**What to do**
Your task is to return the span of lines beginning at the one with "of the green" and ending at the last line of the data, exactly as it stands.

**Given data**
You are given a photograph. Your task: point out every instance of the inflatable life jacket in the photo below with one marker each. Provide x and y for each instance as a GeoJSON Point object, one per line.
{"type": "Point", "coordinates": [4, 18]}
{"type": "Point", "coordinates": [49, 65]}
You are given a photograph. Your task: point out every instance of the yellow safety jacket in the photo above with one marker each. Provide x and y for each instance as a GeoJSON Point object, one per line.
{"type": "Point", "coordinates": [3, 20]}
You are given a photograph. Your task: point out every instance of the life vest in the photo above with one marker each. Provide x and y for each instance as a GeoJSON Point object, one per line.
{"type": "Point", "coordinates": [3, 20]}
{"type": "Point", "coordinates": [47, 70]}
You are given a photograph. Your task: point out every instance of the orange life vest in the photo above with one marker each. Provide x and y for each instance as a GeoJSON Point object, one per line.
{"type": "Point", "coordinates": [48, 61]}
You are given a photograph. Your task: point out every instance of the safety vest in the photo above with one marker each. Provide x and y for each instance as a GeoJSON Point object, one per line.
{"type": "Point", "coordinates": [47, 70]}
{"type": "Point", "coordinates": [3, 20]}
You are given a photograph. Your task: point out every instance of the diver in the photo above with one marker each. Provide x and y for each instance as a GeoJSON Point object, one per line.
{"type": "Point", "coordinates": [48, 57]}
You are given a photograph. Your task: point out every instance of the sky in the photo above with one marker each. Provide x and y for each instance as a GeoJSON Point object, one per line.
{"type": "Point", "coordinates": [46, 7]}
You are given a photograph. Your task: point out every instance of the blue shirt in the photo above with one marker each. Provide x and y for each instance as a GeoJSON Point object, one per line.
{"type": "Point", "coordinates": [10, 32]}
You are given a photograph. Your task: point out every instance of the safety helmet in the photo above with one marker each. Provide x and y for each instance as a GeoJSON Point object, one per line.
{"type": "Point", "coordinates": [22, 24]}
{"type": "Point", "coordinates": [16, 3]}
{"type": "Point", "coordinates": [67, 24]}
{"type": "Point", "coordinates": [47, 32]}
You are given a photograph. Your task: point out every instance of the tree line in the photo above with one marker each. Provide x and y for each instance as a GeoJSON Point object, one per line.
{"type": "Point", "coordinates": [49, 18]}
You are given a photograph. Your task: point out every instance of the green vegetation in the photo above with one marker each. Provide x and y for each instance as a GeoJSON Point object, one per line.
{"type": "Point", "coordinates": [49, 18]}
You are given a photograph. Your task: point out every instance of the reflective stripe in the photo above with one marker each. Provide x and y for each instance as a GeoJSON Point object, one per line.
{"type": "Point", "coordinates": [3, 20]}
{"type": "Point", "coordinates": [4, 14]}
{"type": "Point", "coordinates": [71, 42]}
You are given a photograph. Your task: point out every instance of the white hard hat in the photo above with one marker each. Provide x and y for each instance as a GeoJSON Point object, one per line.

**Response to the exercise**
You are given a photograph. Your task: point out every instance of the green vegetation in the photo above with one marker each. Provide x and y for each instance as a GeoJSON Point object, one per line.
{"type": "Point", "coordinates": [49, 18]}
You are given a photograph. Your task: point out every instance of the reflective stripe in the photo above with one marker each. Provide x and y for each instance as a GeoJSON Point object, one per line.
{"type": "Point", "coordinates": [3, 20]}
{"type": "Point", "coordinates": [4, 14]}
{"type": "Point", "coordinates": [71, 42]}
You are given a photograph. Your task: point out every instance of the white hard hat in the photo above with one marker each. Provide x and y for each instance as a GeoJSON Point object, one per line.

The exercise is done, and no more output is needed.